Would you transcribe all of the data exactly, down to the last character?

(Collected data)
•••
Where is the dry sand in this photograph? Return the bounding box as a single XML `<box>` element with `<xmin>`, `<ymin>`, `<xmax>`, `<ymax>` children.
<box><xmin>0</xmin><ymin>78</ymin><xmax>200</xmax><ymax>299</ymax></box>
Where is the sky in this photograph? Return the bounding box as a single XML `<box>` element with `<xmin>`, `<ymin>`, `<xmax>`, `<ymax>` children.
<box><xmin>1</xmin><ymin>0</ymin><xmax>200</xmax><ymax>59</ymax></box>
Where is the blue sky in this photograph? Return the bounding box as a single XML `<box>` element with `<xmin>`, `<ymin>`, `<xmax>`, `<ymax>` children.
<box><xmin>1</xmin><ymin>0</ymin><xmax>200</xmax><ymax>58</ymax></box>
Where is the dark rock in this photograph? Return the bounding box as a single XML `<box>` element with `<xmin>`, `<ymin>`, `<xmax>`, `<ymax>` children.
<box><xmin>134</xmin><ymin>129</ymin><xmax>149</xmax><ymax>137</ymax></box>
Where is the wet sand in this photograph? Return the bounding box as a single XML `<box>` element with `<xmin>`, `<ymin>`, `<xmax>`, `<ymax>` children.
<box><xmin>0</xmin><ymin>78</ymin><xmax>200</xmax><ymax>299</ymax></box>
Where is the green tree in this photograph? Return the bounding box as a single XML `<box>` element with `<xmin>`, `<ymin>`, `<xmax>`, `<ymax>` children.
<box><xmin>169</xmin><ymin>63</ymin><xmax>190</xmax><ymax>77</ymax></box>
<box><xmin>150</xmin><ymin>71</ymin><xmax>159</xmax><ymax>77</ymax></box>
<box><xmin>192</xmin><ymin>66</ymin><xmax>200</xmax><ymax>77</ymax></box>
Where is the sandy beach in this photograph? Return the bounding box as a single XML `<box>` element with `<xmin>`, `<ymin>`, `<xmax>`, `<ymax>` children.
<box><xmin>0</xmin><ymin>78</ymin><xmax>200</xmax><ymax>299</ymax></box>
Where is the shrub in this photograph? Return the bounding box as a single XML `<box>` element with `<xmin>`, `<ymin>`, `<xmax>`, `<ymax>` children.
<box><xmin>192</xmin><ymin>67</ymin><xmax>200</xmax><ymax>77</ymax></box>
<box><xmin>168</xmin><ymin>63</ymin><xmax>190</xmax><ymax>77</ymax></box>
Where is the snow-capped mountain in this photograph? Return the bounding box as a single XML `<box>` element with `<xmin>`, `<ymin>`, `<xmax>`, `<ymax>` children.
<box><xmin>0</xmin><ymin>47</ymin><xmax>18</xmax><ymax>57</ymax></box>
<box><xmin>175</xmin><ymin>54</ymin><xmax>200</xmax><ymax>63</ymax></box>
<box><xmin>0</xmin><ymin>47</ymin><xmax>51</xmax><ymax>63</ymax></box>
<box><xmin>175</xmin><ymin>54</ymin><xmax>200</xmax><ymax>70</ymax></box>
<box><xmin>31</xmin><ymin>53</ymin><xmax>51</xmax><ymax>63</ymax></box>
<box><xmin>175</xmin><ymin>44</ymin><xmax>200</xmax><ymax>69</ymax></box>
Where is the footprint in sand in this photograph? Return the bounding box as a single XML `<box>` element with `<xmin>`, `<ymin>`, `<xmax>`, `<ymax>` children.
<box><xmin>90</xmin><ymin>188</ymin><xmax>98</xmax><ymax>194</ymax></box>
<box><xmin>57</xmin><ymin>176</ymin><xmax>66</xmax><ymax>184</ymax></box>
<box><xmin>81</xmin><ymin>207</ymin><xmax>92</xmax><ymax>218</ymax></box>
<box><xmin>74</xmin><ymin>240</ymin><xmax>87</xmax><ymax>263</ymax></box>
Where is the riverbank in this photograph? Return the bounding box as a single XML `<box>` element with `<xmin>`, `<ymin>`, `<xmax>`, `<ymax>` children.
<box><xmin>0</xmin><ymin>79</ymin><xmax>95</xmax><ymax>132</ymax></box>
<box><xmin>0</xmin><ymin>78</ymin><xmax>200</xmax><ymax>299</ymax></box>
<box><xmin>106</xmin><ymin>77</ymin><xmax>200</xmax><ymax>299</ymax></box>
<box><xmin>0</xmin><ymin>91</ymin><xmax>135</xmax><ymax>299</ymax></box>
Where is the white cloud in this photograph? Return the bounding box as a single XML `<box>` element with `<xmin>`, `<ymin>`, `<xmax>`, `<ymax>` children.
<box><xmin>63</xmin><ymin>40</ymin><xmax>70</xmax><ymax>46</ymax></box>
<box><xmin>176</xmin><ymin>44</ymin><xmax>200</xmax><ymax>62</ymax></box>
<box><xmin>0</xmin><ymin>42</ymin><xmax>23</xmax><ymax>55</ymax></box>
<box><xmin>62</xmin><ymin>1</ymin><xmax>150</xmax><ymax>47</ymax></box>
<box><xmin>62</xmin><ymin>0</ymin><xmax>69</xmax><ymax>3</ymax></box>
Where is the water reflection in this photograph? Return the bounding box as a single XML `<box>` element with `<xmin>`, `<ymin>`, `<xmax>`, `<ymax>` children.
•••
• [Output for this exercise]
Where is the dry sand in this photograph? Return the bounding box as a single XML `<box>` element with `<xmin>`, `<ymin>`, `<xmax>`, `<ymax>` children.
<box><xmin>0</xmin><ymin>78</ymin><xmax>200</xmax><ymax>299</ymax></box>
Where is the sky in this photograph? Return the bounding box as a single XML `<box>` element with `<xmin>`, `<ymin>`, `<xmax>`, `<ymax>` children.
<box><xmin>1</xmin><ymin>0</ymin><xmax>200</xmax><ymax>59</ymax></box>
Where is the blue sky in this photograph? Return the bounding box as a single XML `<box>` element with `<xmin>`, `<ymin>`, `<xmax>`, `<ymax>` children.
<box><xmin>1</xmin><ymin>0</ymin><xmax>200</xmax><ymax>58</ymax></box>
Where is the dark rock in this photograph? Return the bounding box as a single XML `<box>` element with `<xmin>`, `<ymin>`, `<xmax>`, `<ymax>` children.
<box><xmin>134</xmin><ymin>129</ymin><xmax>149</xmax><ymax>137</ymax></box>
Where is the wet sand in this photograph? Return the bounding box as a single XML `<box>` element with `<xmin>`, `<ymin>`, `<xmax>`, `<ymax>` children.
<box><xmin>0</xmin><ymin>78</ymin><xmax>200</xmax><ymax>299</ymax></box>
Where is the green tree in this photograph? Return the bounding box as a single XML `<box>` element with `<xmin>`, `<ymin>`, `<xmax>`, `<ymax>` children.
<box><xmin>169</xmin><ymin>63</ymin><xmax>190</xmax><ymax>77</ymax></box>
<box><xmin>150</xmin><ymin>71</ymin><xmax>159</xmax><ymax>77</ymax></box>
<box><xmin>192</xmin><ymin>66</ymin><xmax>200</xmax><ymax>77</ymax></box>
Where is the sandy beach in this photograph? Return the bounding box as a single XML `<box>` element with `<xmin>`, `<ymin>`, `<xmax>`, `<ymax>` children.
<box><xmin>0</xmin><ymin>78</ymin><xmax>200</xmax><ymax>299</ymax></box>
Where is the shrub in this photograph? Return the bounding box as a single XML `<box>` element with `<xmin>`, `<ymin>`, `<xmax>`, `<ymax>` children.
<box><xmin>192</xmin><ymin>67</ymin><xmax>200</xmax><ymax>77</ymax></box>
<box><xmin>168</xmin><ymin>63</ymin><xmax>190</xmax><ymax>77</ymax></box>
Where is the snow-capped mountain in this photograph? Return the bounding box as a single XML `<box>` element with `<xmin>`, `<ymin>`, `<xmax>`, `<ymax>` children.
<box><xmin>0</xmin><ymin>47</ymin><xmax>18</xmax><ymax>57</ymax></box>
<box><xmin>175</xmin><ymin>54</ymin><xmax>200</xmax><ymax>63</ymax></box>
<box><xmin>0</xmin><ymin>47</ymin><xmax>51</xmax><ymax>63</ymax></box>
<box><xmin>175</xmin><ymin>54</ymin><xmax>200</xmax><ymax>70</ymax></box>
<box><xmin>31</xmin><ymin>53</ymin><xmax>51</xmax><ymax>63</ymax></box>
<box><xmin>175</xmin><ymin>44</ymin><xmax>200</xmax><ymax>69</ymax></box>
Where is the footprint in sand in this photograph? Return the bounding box as a single XML `<box>` element with `<xmin>`, `<ymin>`, `<xmax>`, `<ymax>` children.
<box><xmin>90</xmin><ymin>188</ymin><xmax>98</xmax><ymax>194</ymax></box>
<box><xmin>57</xmin><ymin>176</ymin><xmax>66</xmax><ymax>184</ymax></box>
<box><xmin>81</xmin><ymin>207</ymin><xmax>92</xmax><ymax>218</ymax></box>
<box><xmin>74</xmin><ymin>240</ymin><xmax>87</xmax><ymax>263</ymax></box>
Where is the riverbank in this photograph? Return the bounding box as a single XML `<box>` element with `<xmin>`, `<ymin>`, `<xmax>`, `<ymax>` children.
<box><xmin>0</xmin><ymin>79</ymin><xmax>95</xmax><ymax>132</ymax></box>
<box><xmin>0</xmin><ymin>78</ymin><xmax>200</xmax><ymax>299</ymax></box>
<box><xmin>106</xmin><ymin>77</ymin><xmax>200</xmax><ymax>299</ymax></box>
<box><xmin>0</xmin><ymin>91</ymin><xmax>135</xmax><ymax>299</ymax></box>
Where is the white cloud in this photograph? Return the bounding box as a single XML `<box>` element with `<xmin>`, `<ymin>`, `<xmax>`, `<ymax>` children.
<box><xmin>63</xmin><ymin>40</ymin><xmax>70</xmax><ymax>46</ymax></box>
<box><xmin>176</xmin><ymin>44</ymin><xmax>200</xmax><ymax>62</ymax></box>
<box><xmin>0</xmin><ymin>42</ymin><xmax>23</xmax><ymax>55</ymax></box>
<box><xmin>62</xmin><ymin>1</ymin><xmax>150</xmax><ymax>47</ymax></box>
<box><xmin>62</xmin><ymin>0</ymin><xmax>69</xmax><ymax>3</ymax></box>
Where is the water reflection in this photograph? Return the bounding box as a single XML `<box>` element with `<xmin>`, `<ymin>`, `<xmax>`, `<ymax>` children.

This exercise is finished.